Direction
Rewrite the stretch from the line containing "of the black" through the last of the lines below, requests included, and scale each x,y point coordinate in the answers by 1.8, rounding to whole numbers with halves going up. Leave the numbers in the requests and their format samples as they are.

Records supplied
********

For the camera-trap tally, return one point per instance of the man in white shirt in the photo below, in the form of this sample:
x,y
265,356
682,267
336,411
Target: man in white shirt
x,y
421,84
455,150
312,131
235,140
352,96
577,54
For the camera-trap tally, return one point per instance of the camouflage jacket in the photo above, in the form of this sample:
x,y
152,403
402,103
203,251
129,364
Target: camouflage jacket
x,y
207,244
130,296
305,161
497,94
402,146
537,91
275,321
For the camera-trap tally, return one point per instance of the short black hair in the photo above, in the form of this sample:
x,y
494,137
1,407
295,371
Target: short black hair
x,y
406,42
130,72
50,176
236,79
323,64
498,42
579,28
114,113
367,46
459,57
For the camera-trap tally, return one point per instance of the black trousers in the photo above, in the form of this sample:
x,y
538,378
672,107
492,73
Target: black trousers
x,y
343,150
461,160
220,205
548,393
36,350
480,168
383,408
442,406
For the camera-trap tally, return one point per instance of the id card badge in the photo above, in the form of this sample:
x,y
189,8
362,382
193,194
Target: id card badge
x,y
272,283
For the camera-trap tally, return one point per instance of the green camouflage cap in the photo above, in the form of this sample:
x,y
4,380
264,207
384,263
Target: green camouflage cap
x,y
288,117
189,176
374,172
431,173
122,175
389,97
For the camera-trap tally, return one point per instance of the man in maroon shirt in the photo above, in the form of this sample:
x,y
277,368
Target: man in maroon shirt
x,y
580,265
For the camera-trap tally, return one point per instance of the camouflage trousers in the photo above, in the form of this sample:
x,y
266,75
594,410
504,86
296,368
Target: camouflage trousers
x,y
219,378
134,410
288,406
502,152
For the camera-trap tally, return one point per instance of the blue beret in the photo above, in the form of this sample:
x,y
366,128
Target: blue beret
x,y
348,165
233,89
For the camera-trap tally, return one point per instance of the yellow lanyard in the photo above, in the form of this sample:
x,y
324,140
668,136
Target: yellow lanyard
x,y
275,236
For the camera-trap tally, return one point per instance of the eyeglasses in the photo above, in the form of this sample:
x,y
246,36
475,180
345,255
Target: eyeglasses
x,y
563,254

********

Solution to the problem
For the camera-trap tally, return one point per instance of the black trousers in the photo above, in the form of this sample:
x,y
538,378
672,107
492,73
Target: black trousers
x,y
617,270
830,288
396,369
986,707
65,630
864,302
689,734
796,731
For the camera-trap tally, return one point per instance of the id card badge in the photo above, in the form of this sample:
x,y
189,8
362,382
193,194
Target: id card badge
x,y
490,509
For the camera-trap tally, return one point per instance of the green camouflage cap in the photo above, in the form of this sample:
x,y
4,380
264,207
384,263
Target: green camouflage cap
x,y
518,211
340,317
673,310
776,311
220,315
700,175
For the camera-trap tally, return one point per instance of the man in maroon shirt in the photo above, in the form of this sample:
x,y
277,368
Target: man in maroon shirt
x,y
1044,477
For the camera-trap tally, return one point per instance of the camouflage trousers in the photo above, in the form of this sample:
x,y
266,75
594,410
504,86
296,368
Target: camouflage trousers
x,y
394,680
241,738
518,731
904,274
For the camera-trap tally, return one point per instance of the blue beret in the photo above, in the form of this sample:
x,y
366,128
Target: blue beret
x,y
626,297
419,160
For the camera-trap tally, return one point per instance of the yellow lanyard in the photo above, in the form of this sample:
x,y
324,140
668,136
Target: yellow lanyard
x,y
495,425
For the camera-trap tally, return one point per instance of the eyeglasses in the photo above, in the form of this sample:
x,y
246,36
475,180
345,255
Target: eyeglasses
x,y
1013,457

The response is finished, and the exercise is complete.